### EXERCISE DETAILS
Pull out each line in the data below that contains the string "query". Uppercase and lowercase letters must match.

*****

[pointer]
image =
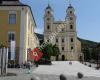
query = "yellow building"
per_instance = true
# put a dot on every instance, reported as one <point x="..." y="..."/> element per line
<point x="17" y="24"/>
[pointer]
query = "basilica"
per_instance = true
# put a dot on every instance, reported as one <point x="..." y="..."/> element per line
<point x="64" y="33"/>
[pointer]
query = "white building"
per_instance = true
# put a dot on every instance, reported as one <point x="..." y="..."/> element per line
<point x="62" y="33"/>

*****

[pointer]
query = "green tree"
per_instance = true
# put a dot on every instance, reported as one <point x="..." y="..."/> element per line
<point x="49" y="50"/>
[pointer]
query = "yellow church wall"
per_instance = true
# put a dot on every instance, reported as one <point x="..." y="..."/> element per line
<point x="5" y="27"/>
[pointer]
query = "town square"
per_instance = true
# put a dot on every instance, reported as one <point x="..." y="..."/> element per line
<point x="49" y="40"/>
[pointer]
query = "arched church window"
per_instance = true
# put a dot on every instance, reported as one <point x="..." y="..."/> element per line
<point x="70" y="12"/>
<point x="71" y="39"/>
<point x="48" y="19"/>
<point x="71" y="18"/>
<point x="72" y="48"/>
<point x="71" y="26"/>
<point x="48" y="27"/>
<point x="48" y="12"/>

*****

### EXERCISE RESPONSE
query = "yellow building"
query = "basilica"
query = "white building"
query = "green tree"
query = "yellow church wall"
query = "town square"
query = "arched church window"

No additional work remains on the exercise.